→ ARBEITSAUFTRÄGE
a – Gib aus dem Auszug über Elektromobilität die Stelle von „Das Herz von“ bis „sperrig THG-Quote genannt.“ wortgetreu wieder.
b – Fahre mit dem Auszug über Elektromobilität im Anschluss an seinen letzten Satz fort.

→ AUSGEWÄHLTER AUSZUG
════

Das Herz von Markus Aichele aus Lenningen schlägt für die Elektromobilität. Der Ingenieur für Fahrzeugtechnik arbeitet in der Batterieentwicklung. Das vor der Haustür stehende E-Auto lädt er mit Strom vom eigenen Dach. Fahrten zum Kindergarten, zum Einkaufen und zur Arbeit lassen sich damit problemlos erledigen. „So fahre ich Kurzstrecken mit gutem Gewissen“, sagt er. Zu Jahresbeginn hat er einen Hebel gefunden, mit dem er und andere Besitzer von E-Autos mit ihrem fahrbaren Untersatz sogar Geld verdienen: Dahinter steckt das vom Bundestag beschlossene Gesetz zur Treibhausgasminderungsquote, weniger sperrig THG-Quote genannt.

════

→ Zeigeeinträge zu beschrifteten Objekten
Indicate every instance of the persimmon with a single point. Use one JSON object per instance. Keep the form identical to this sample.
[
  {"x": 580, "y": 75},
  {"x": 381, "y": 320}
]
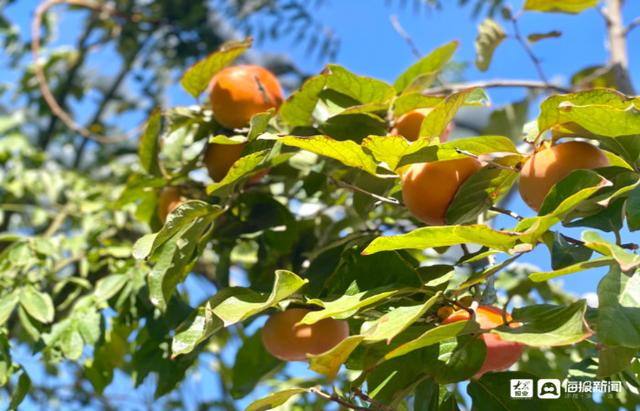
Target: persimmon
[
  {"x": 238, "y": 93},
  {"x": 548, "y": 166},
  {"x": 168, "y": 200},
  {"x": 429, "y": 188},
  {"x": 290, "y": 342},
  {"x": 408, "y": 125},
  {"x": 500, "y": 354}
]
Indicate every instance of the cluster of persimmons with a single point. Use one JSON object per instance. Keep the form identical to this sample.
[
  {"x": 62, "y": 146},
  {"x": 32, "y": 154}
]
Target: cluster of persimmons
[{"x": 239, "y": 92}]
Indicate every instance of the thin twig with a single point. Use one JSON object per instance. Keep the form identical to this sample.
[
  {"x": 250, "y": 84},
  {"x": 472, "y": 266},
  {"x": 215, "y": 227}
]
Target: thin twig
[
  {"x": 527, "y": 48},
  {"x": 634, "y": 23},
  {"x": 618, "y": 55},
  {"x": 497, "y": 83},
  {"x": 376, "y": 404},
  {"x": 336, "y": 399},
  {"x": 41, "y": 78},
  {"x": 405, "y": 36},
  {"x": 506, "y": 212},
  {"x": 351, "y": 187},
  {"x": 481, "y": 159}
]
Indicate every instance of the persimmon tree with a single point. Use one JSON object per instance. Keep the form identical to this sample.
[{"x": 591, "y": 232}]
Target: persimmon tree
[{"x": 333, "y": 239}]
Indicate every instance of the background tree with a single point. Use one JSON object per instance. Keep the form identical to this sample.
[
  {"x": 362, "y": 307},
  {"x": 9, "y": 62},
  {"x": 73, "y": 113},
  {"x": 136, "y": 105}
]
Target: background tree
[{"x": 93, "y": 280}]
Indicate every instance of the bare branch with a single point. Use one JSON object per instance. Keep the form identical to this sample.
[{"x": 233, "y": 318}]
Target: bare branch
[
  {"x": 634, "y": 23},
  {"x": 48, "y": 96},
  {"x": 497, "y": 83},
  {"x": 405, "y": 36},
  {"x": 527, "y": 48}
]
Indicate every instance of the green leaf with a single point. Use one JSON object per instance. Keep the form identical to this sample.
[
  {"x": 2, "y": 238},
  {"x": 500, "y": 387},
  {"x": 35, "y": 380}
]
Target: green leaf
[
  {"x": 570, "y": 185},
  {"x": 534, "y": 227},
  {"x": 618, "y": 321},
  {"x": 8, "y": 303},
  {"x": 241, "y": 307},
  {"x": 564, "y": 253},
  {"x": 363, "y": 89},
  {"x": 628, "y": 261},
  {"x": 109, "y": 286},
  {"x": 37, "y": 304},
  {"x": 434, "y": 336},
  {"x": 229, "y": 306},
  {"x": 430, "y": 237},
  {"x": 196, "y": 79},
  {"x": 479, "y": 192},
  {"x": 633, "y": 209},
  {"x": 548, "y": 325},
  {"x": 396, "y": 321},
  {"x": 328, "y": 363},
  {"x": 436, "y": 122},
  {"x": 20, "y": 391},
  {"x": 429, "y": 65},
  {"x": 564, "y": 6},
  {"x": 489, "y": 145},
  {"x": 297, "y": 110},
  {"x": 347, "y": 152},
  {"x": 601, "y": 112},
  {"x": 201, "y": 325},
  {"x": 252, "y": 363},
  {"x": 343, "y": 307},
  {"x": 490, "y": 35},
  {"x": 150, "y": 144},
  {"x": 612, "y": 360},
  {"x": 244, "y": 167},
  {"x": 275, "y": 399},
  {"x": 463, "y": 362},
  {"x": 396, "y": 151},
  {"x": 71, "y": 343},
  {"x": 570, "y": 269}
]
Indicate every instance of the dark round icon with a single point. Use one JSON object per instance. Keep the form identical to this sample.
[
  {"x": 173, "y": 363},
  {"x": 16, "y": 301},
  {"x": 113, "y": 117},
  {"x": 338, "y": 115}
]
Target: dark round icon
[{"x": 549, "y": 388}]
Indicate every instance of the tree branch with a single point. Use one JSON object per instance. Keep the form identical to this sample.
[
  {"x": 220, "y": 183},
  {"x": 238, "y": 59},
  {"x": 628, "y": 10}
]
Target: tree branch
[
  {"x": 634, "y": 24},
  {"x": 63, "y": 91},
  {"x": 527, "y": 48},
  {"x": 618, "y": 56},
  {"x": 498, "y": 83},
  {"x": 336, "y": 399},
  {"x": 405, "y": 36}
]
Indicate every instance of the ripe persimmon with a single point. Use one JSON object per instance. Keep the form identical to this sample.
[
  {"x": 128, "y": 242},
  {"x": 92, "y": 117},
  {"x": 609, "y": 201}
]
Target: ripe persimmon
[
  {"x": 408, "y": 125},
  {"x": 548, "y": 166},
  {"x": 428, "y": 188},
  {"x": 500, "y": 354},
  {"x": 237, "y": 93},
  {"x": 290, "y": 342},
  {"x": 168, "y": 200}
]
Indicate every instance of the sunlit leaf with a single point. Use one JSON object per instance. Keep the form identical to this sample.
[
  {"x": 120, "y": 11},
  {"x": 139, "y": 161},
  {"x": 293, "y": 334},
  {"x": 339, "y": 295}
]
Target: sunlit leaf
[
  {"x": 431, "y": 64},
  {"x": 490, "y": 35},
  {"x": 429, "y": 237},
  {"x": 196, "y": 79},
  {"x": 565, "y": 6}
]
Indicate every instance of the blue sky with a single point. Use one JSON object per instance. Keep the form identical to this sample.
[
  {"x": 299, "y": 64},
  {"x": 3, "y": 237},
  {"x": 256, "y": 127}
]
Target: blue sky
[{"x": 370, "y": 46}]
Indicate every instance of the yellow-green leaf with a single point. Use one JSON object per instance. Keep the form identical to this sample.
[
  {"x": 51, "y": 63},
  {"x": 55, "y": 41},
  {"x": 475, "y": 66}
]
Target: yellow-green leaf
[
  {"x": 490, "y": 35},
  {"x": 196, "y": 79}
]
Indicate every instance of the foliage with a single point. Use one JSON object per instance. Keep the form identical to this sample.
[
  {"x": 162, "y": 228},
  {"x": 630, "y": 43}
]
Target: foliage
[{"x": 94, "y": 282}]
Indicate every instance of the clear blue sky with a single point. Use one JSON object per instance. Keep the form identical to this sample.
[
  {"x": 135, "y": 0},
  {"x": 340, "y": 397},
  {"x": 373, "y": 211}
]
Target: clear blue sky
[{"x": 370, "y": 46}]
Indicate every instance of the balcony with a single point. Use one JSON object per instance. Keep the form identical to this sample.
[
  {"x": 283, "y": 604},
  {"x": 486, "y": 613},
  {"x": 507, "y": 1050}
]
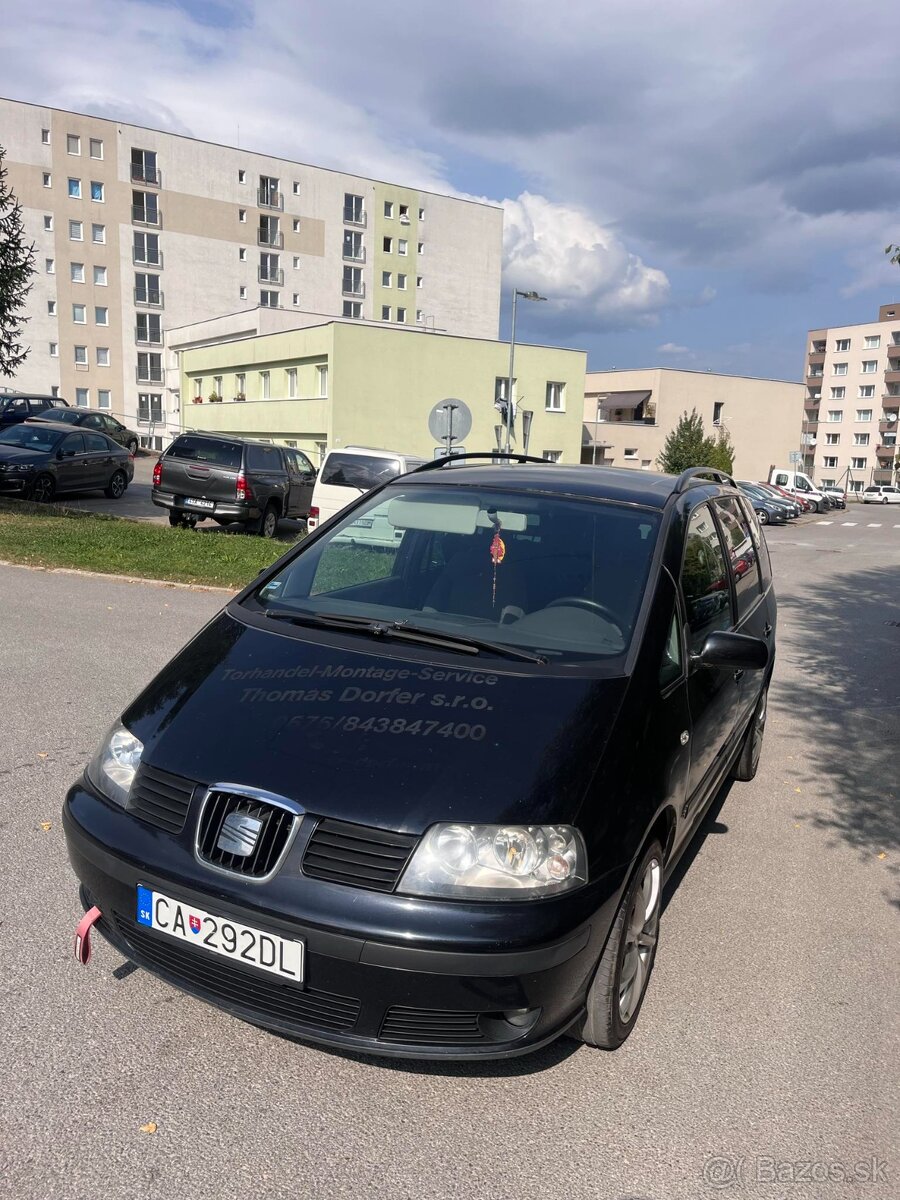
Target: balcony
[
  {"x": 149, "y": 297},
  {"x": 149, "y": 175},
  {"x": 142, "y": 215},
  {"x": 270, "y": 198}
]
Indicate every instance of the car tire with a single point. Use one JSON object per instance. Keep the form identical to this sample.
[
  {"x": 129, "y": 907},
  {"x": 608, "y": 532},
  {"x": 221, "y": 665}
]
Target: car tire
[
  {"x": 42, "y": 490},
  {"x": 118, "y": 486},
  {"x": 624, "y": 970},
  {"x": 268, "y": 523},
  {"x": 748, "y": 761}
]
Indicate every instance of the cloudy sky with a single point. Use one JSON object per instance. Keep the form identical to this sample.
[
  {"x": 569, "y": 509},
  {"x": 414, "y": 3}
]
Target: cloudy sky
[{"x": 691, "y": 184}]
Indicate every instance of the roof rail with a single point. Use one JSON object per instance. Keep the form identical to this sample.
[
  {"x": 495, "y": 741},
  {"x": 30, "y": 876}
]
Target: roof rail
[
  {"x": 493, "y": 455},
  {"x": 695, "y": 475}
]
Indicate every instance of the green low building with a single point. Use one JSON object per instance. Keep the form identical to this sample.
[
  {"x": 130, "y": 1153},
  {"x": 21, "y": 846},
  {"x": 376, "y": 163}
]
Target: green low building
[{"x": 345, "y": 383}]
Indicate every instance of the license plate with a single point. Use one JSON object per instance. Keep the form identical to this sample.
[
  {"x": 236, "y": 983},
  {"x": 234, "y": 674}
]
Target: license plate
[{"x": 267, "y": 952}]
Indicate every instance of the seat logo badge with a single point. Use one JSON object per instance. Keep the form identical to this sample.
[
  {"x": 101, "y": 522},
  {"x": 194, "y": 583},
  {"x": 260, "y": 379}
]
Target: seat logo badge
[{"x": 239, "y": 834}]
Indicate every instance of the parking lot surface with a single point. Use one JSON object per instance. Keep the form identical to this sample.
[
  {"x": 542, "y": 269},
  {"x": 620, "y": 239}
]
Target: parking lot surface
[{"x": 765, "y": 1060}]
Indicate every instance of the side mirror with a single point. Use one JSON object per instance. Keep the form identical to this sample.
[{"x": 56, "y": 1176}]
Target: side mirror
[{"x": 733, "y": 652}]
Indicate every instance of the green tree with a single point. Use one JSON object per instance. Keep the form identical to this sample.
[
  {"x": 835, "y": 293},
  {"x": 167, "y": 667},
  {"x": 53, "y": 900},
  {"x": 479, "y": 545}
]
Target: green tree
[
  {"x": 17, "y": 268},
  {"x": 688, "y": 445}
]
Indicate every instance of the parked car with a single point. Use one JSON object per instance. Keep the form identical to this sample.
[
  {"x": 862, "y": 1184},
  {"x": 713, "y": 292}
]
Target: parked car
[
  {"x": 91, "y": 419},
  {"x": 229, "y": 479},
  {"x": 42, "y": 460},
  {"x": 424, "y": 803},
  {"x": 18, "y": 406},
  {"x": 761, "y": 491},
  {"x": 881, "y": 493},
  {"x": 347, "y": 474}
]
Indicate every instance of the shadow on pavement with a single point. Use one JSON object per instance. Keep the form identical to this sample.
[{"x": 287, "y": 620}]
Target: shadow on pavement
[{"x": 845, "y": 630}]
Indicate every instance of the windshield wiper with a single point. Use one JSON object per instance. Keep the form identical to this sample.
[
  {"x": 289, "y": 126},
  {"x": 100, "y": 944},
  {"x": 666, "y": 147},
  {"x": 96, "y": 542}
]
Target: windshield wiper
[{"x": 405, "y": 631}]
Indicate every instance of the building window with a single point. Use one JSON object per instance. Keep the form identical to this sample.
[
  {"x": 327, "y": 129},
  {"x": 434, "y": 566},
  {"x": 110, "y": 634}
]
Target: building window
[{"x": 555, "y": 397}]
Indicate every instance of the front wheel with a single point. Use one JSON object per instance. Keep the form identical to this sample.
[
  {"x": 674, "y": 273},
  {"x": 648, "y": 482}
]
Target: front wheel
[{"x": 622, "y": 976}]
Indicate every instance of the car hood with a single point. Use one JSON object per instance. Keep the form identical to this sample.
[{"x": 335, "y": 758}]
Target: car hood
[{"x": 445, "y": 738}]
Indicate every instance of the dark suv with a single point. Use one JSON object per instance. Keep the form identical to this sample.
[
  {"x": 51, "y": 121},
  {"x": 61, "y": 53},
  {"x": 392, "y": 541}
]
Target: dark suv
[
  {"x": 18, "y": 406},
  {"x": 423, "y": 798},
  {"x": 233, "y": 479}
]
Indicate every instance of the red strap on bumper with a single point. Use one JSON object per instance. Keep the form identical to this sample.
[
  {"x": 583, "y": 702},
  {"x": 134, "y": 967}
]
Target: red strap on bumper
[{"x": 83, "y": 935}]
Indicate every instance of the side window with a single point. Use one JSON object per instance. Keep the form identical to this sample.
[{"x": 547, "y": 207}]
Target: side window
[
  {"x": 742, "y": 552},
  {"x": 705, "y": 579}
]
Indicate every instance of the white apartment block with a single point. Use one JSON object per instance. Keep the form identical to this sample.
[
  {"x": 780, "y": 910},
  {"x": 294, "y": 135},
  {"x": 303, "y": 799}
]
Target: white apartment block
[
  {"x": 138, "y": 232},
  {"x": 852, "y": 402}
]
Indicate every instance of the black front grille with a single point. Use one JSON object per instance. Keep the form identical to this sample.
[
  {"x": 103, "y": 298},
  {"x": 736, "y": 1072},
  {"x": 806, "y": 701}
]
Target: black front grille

════

→ DIE ANTWORTEN
a –
Das Herz von Markus Aichele aus Lenningen schlägt für die Elektromobilität. Der Ingenieur für Fahrzeugtechnik arbeitet in der Batterieentwicklung. Das vor der Haustür stehende E-Auto lädt er mit Strom vom eigenen Dach. Fahrten zum Kindergarten, zum Einkaufen und zur Arbeit lassen sich damit problemlos erledigen. „So fahre ich Kurzstrecken mit gutem Gewissen“, sagt er. Zu Jahresbeginn hat er einen Hebel gefunden, mit dem er und andere Besitzer von E-Autos mit ihrem fahrbaren Untersatz sogar Geld verdienen: Dahinter steckt das vom Bundestag beschlossene Gesetz zur Treibhausgasminderungsquote, weniger sperrig THG-Quote genannt.

b –
Das Prinzip ist einfach: Wer einen Stromer hat, darf seine Emissionseinsparung verkaufen. Das Geld stammt von Mineralölunternehmen, die mehr CO2 ausstoßen als der Gesetzgeber erlaubt. Weil dieser Zertifikathandel zwischen der Industrie und einzelnen Haltern von E-Autos zu aufwendig wäre, bündeln Dienstleister wie Markus Aichele Strommengen und schließen Verträge mit energieintensiven Unternehmen. Zusammen mit seinem Schwager hat er die Firma „mygreencashback“ gegründet. Sie wirkt wie eine Art Schaltzentrale zwischen Mineralölfirmen und Besitzern von E-Autos. „Nicht alle Dienstleister legen sich fest, wie viel Geld sie ausschütten“, sagt er. „Wir garantieren jedem Halter 330 Euro pro Jahr.“ Für E-Transporter sind es 495, für E-Busse und E-Lkw sogar 12 000 Euro pro Fahrzeug. Ausbezahlt wird der Betrag quartalsweise. An das Geld zu kommen, ist für Besitzer von Stromern unkompliziert: Es genügt, auf der Internetseite eine Kopie des Fahrzeugscheins hochzuladen und ein paar persönliche Daten einzugeben. Ob Autohaus, Versicherer oder Automobilclub – in den vergangenen Wochen hat sich ein bunter Anbieter-Mix entwickelt.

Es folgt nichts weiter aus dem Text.